DIRECTIONS FOR THIS TASK - Reproduce the part of the biker fashion post from "Biker Fashion was" to "so good ...", word for word.

PROVIDED PASSAGE -

* * *

I'd do Cowboys v. Peacocks, but I think we all know the obvious winner there. Both have "Cocks" but the Cowboy image for the Weekend Biker pretty much died on Brokeback Mountain. The Versus Matches kinda fell outta favor this year too. I just didn't have enough time to put in the effort. Besides, once Darth Vader trumps Courtney Love, Lady Gaga's Tattoos go head to toe with Amy Winhouse's, and Mr. T and Boris (the painter) go at it, really, how much more is there? The Artist formerly know as "Prince" is still waiting for his day... let that sissy wait.
Biker Fashion was Top on my List about 2 years ago; Denim Cuts, chain wallets, tight jeans, Pabst t-shirts, Redwing Boots, i.e., your "a-typical" Biker Wardrobe. And sure, there's always the "after" wardrobe most bikers slip into when they "slip into something more comfortable" that being the lingerie hidden in the back of the closet. We know. Don't deny it. The touch and the feel of cotton only get you so far through the day Pinky Stinky.
VIKINGS v. UNICORNS
Vikings have the "Hot Chick" factor. There's an endless supply of 20 year olds who wanna dress up and play "tough chick" without being "Property of..." on the back of a bike. So far so good ...
There's "Valhalla" which is a subsitute for having to directly talk about heaven and hell, because as you know, politics and religion are subject best left alone. Dragons are a lot "tamer" when you're a Viking than having Satanic Demons turn your ol' lady into the Exorsist when you get back from a "Toy Run" to the local strip pole... I mean "North Pole" oh~k, you know what I mean, admit it. High Five, Strippers! "Shhhh... Not so loud, the ol' ball and chain might catch wind of it." Hey, no prob. She's about to catch wind of the tuna on your crotch in about ten seconds... Your "Weekend Warrior" lifestyle just happened to cross over to a "Monday." Hang in there Kitty, the weekend's only five more days away.

* * *

SOURCE MATERIAL -
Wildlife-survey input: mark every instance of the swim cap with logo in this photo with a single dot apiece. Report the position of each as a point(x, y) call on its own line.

* * *

RESULT OF THE EXERCISE -
Biker Fashion was Top on my List about 2 years ago; Denim Cuts, chain wallets, tight jeans, Pabst t-shirts, Redwing Boots, i.e., your "a-typical" Biker Wardrobe. And sure, there's always the "after" wardrobe most bikers slip into when they "slip into something more comfortable" that being the lingerie hidden in the back of the closet. We know. Don't deny it. The touch and the feel of cotton only get you so far through the day Pinky Stinky.
VIKINGS v. UNICORNS
Vikings have the "Hot Chick" factor. There's an endless supply of 20 year olds who wanna dress up and play "tough chick" without being "Property of..." on the back of a bike. So far so good ...